■ TEXT SECTION ■
⁂

CS 10: Winter 2016

Lecture 13, January 31

Code discussed in lecture

Traversing a rooted tree

When we visit the nodes in a rooted tree, we are traversing the tree. Of the many possible orders for visiting nodes, three are most common. We think of them recursively, in terms of when to visit a node and when to visit its subtrees. We'll show examples in terms of this binary search tree, where we imagine visiting a node as printing out its key:

Preorder: Visit the root, then recursively visit each of the subtrees, from left to right. For our example, a preorder search would print keys in the order 15, 6, 3, 2, 4, 7, 13, 9, 18, 17, 20.
Postorder: Recursively visit each of the subtrees, from left to right, then visit the root. For our example: 2, 4, 3, 9, 13, 7, 6, 17, 20, 18, 15.
Inorder: An inorder traversal applies only to binary trees. Recursively visit the left subtree, then visit the root, then visit the right subtree. For our example: 2, 3, 4, 6, 7, 9, 13, 15, 17, 18, 20. It is no coincidence that if you visit the nodes of a binary search tree using an inorder traversal, you visit the nodes in nondecreasing order of their keys. Think about why that should be.

⁂

Labels for object points
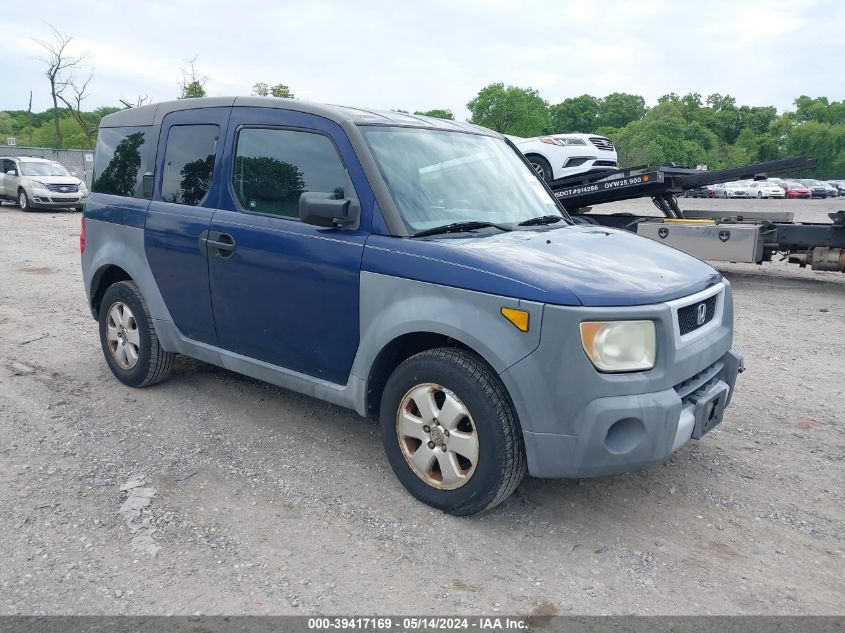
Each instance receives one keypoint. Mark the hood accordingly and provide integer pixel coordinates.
(572, 265)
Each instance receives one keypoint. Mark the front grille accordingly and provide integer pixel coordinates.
(602, 143)
(688, 316)
(63, 188)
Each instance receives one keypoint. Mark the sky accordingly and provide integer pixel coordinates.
(434, 54)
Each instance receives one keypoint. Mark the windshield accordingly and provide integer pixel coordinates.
(43, 169)
(438, 177)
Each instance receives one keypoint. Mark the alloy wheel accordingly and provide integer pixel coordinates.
(437, 436)
(122, 335)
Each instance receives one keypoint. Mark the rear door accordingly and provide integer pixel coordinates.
(185, 196)
(286, 292)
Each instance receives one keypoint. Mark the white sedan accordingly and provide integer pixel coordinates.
(764, 189)
(559, 155)
(730, 190)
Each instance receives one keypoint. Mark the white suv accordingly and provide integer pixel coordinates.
(39, 183)
(559, 155)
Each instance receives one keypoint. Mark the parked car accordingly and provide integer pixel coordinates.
(38, 183)
(698, 192)
(730, 190)
(410, 268)
(562, 155)
(764, 189)
(817, 188)
(832, 190)
(794, 189)
(839, 185)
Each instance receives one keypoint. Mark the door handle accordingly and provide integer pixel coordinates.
(220, 244)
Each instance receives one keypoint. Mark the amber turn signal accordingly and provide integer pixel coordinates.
(518, 317)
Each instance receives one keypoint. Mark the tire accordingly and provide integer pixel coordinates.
(128, 339)
(541, 166)
(454, 378)
(23, 201)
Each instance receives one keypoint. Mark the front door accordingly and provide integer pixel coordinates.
(186, 192)
(285, 292)
(9, 182)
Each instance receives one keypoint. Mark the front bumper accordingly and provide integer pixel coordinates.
(578, 422)
(625, 433)
(56, 201)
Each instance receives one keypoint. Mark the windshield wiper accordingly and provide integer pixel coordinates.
(543, 219)
(460, 227)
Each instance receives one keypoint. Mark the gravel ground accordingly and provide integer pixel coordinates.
(257, 500)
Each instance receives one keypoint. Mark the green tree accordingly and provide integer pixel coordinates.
(438, 114)
(576, 114)
(261, 89)
(511, 110)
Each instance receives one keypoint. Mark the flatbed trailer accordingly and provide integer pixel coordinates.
(754, 236)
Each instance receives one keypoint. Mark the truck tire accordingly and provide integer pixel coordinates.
(541, 166)
(450, 432)
(128, 339)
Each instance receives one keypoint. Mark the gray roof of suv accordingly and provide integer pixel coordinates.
(154, 113)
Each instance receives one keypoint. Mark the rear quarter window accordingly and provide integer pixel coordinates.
(122, 157)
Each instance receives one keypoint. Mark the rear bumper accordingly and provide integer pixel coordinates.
(625, 433)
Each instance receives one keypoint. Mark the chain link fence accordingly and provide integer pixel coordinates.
(80, 162)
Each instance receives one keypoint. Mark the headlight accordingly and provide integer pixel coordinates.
(615, 346)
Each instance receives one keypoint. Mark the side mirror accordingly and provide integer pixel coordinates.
(326, 209)
(147, 185)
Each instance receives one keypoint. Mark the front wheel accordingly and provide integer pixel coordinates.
(129, 341)
(450, 432)
(23, 201)
(541, 166)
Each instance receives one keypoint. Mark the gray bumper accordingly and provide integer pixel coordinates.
(578, 422)
(624, 433)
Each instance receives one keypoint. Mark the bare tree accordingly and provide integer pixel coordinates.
(29, 119)
(139, 101)
(75, 106)
(59, 62)
(193, 82)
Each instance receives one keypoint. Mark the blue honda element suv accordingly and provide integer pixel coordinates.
(413, 269)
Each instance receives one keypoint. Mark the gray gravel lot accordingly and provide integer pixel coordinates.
(265, 501)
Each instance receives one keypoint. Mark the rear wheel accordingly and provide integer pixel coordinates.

⁂

■ STATED EXERCISE 1 ■
Translate this sentence from the tree traversal notes into Spanish: "When we visit the nodes in a rooted tree, we are traversing the tree."
■ STATED EXERCISE 2 ■
Using the tree traversal notes, decide whether each statement agrees with them, answering yes or no and quoting the words that settle it. (a) An inorder traversal can be used on any rooted tree. (b) A postorder traversal visits the root after its subtrees. (c) In the example, a preorder search prints the key 15 first.
■ STATED EXERCISE 3 ■
Pick up the tree traversal notes after their final sentence and keep writing.

■ EXERCISE RESPONSE 1 ■
Cuando visitamos los nodos de un árbol con raíz, estamos recorriendo el árbol.

■ EXERCISE RESPONSE 2 ■
(a) No: "An inorder traversal applies only to binary trees."
(b) Yes: "Recursively visit each of the subtrees, from left to right, then visit the root."
(c) Yes: "a preorder search would print keys in the order 15, 6, 3, 2, 4, 7, 13, 9, 18, 17, 20."

■ EXERCISE RESPONSE 3 ■
These are basic approaches to designing tree algorithms. You are not limited to them. The book talks about an Eulerian tour of a binary tree. It even implements a template that visits each node three times (before its children, between its children, and after its children). The code supplies three methods for you to fill in called left, below, and right. I would have called them before, between, and after. But the idea is that you can be very flexible in how you traverse a tree. (I sometimes find it easier to write the whole traversal rather than fill in the template methods, but it is a matter of taste.) Eulerian traversals definitely abstract the idea of a traversal!

Going back to our binary tree code in BinaryTree.java, we see methods preorder, inorder, and postorder. Each appends data from a subtree to a List. But List is an interface, and in the driver, you can see that it's actually implemented by a Java LinkedList. Here's the preorder method:

  public void preorder(List<E> dataList) {
    dataList.add(data);
    if (this.hasLeft())
      left.preorder(dataList);  // recurse on left child
    if (this.hasRight())
      right.preorder(dataList); // recurse on right child
  }

The other two methods just move the call to add to different locations in the code:

  public void inorder(List<E> dataList) {
    if (this.hasLeft())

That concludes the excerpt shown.